■ **Goal**: In the items below, switch every "innermost point" to "center point" and reproduce the lines with everything else unchanged.

Data entries

============================================================

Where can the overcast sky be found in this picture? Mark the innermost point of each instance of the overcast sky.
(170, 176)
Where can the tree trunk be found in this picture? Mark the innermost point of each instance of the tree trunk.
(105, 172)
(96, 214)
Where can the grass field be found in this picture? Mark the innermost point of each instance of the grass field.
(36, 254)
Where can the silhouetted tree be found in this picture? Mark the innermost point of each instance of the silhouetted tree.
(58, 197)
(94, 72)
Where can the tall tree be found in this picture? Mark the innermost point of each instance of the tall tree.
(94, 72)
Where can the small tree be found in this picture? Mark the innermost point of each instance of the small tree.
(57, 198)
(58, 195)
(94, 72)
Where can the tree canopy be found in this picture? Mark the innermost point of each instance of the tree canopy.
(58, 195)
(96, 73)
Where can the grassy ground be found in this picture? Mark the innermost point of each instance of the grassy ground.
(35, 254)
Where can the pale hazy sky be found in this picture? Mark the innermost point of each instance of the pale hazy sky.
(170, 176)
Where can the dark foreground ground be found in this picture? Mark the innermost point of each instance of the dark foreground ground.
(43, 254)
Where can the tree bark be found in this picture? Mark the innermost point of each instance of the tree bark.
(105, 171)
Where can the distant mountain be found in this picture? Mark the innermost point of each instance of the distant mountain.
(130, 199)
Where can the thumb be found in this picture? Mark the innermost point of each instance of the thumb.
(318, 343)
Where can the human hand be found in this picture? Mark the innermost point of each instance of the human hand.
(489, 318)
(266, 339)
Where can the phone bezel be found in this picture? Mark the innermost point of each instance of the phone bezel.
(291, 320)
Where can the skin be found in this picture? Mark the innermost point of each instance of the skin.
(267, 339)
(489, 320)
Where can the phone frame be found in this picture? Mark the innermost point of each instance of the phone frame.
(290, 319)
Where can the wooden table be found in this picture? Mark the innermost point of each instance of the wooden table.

============================================================

■ **Completed exercise**:
Where can the overcast sky be found in this picture? Mark the center point of each instance of the overcast sky.
(170, 176)
Where can the tree trunk be found in this picture? Mark the center point of each instance of the tree trunk.
(105, 172)
(96, 214)
Where can the grass field be found in this picture? Mark the center point of each instance of the grass field.
(36, 254)
Where can the silhouetted tree be found in this picture? Mark the center point of each instance of the silhouetted tree.
(58, 197)
(94, 72)
Where can the tall tree be found in this picture? Mark the center point of each instance of the tall tree.
(94, 72)
Where can the small tree be found in this picture? Mark the center point of each instance of the small tree.
(57, 198)
(58, 195)
(94, 72)
Where can the tree canopy be found in this picture? Mark the center point of each instance of the tree canopy.
(58, 195)
(96, 73)
Where can the grassy ground be found in this picture? Mark the center point of each instance of the grassy ground.
(35, 254)
Where can the pale hazy sky be found in this picture? Mark the center point of each instance of the pale hazy sky.
(170, 176)
Where can the dark foreground ground be found in this picture? Mark the center point of each instance of the dark foreground ground.
(43, 254)
Where can the tree bark be found in this picture? Mark the center point of each instance of the tree bark.
(105, 171)
Where can the distant mountain be found in this picture? Mark the center point of each instance of the distant mountain.
(130, 199)
Where can the thumb be found in this picture? Mark the center point of each instance of the thumb.
(318, 343)
Where can the human hand be found in this picture? Mark the center point of each instance of the human hand.
(489, 318)
(266, 339)
Where can the phone bezel be found in this picture? Mark the center point of each instance of the phone bezel.
(291, 320)
Where can the skin be found in this picture? Mark the center point of each instance of the skin.
(267, 339)
(489, 320)
Where can the phone frame be found in this picture? Mark the center point of each instance of the phone frame.
(290, 319)
Where can the wooden table be found in this picture? Mark the center point of each instance of the wooden table.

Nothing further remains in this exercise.